*EXCERPTED TEXT*
....................
Somatic Therapy: What it Feels Like to Come Home to Your Body
Many people come to therapy with a similar frustration:
“I understand why I feel this way, but I still can’t seem to change it.”
They’ve read the books. They’ve talked about their childhood. They know where their anxiety comes from. And yet their body still tightens before an important meeting, their chest still feels heavy when conflict arises, or their stomach knots up even when everything seems “fine.”
That’s where somatic therapy can be different.
Moving Beyond the Mind
Traditional psychotherapy often focuses on thoughts, beliefs, and emotions.
Somatic therapy invites us to include another source of information: the body.
Rather than asking only, “What are you thinking?” we might also ask:
What are you noticing in your body right now?
Is there tension anywhere?
Do you feel constricted or expansive?
Is there a heaviness, warmth, tightness, or fluttering sensation?
These physical experiences can become powerful clues about what’s happening beneath the surface.
Our nervous systems are constantly scanning for cues of safety and danger, often outside of our conscious awareness. You may logically know you’re safe in a relationship or at work, while your body still reacts as though it needs to protect you.
Somatic therapy gently helps the nervous system update those old patterns so your body can begin to experience the present instead of responding as if it’s still living in the past.
The Body as an Ally
One of the things I love most about somatic therapy is that it invites us to see the body not as the problem, but as an ally.
The tension in your shoulders, the knot in your stomach, or the tightness in your chest may not be signs that something is wrong with you. They may be intelligent adaptations that helped you survive another chapter of your life.
Our minds are incredibly good at creating stories and overriding discomfort.
Maybe you’ve accepted a new job because it looks perfect on paper, but every time you think about it, your chest tightens and your stomach sinks.
Or perhaps you keep telling yourself you’re “fine,” while your jaw remains clenched and your shoulders are permanently lifted toward your ears.
Somatic therapy doesn’t assume that every physical sensation has hidden meaning, but it does invite curiosity.
What if your body is holding information your conscious mind hasn’t fully acknowledged yet?
What Does It Actually Feel Like?
For many people, somatic therapy feels surprisingly simple.
You might notice the tension in your jaw when talking about a difficult relationship. You may become aware of a heaviness in your chest while discussing grief. Sometimes it’s just recognizing that your stomach tightens every time you say “yes” when you really mean “no.”
....................
Point-per-instance localization data
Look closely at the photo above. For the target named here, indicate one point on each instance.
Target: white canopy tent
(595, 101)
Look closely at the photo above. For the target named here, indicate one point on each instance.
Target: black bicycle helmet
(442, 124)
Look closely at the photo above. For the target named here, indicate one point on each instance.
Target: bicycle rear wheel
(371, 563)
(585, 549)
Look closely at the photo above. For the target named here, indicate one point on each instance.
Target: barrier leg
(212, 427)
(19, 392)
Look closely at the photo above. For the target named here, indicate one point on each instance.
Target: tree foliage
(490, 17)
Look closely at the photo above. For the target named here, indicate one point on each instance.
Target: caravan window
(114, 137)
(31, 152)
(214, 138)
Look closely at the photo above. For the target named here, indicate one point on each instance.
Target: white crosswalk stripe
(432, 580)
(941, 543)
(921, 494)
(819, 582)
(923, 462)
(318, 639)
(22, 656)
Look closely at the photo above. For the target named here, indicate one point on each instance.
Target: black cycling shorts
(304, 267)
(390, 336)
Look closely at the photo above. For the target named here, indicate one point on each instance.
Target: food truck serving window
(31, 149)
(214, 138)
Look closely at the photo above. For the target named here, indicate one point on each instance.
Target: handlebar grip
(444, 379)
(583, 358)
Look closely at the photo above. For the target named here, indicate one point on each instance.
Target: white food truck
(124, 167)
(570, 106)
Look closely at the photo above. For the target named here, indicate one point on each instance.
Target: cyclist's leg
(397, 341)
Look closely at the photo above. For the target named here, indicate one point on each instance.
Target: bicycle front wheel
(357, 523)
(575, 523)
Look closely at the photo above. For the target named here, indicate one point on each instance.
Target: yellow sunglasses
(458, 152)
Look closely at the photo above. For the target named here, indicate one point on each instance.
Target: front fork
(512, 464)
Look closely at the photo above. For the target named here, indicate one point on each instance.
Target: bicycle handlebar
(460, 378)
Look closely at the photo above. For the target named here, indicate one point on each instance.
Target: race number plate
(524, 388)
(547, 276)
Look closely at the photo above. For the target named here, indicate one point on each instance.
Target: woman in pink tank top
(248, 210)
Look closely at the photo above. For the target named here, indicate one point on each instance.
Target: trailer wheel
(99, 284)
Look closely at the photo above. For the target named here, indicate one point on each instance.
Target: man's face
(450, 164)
....................
*EXERCISE DIRECTIONS*
Continue the article on somatic therapy from its last sentence. The material has no connection to the text.

*TASK RESPONSE*
Rather than trying to eliminate those sensations or make them disappear, we become curious about them.
What is this sensation trying to communicate?
How long has it been here?
What has it been protecting?
Simply noticing what’s happening in your body with compassion—without immediately trying to change it—can be profoundly healing. When we bring mindful awareness to an experience with enough safety and curiosity, the nervous system often begins to shift on its own.
As we gently bring awareness to these experiences, something often begins to change.
The body softens.
The breath deepens.
The shoulders drop.
There can be a palpable sense of release—as though you’ve finally put down a weight you’ve been carrying for years.
It’s not simply about feeling relaxed. It’s about becoming more connected to yourself.
How I Use Somatic Therapy
In my practice, I often integrate somatic awareness through EMDR and Internal Family Systems (IFS).
Together, we notice how emotions, memories, thoughts, and physical sensations interact. We become curious about old patterns instead of judging them. We create enough safety for your nervous system to begin responding differently.
Sometimes people who struggle to identify emotions find it much easier to notice physical sensations first.
They might say, “My shoulders are always tight from working at the computer.”
As we slow down, they begin to discover that those shoulders have been carrying responsibility, fear, grief, or hypervigilance for much longer than they realized.
Coming Home to Yourself
One of the most beautiful aspects of somatic therapy is that it can help you distinguish between the stories your mind tells and the wisdom your body quietly holds.
When your mind says, “I should want this,” but your body feels hesitant, constricted, or uneasy, that information is worth exploring.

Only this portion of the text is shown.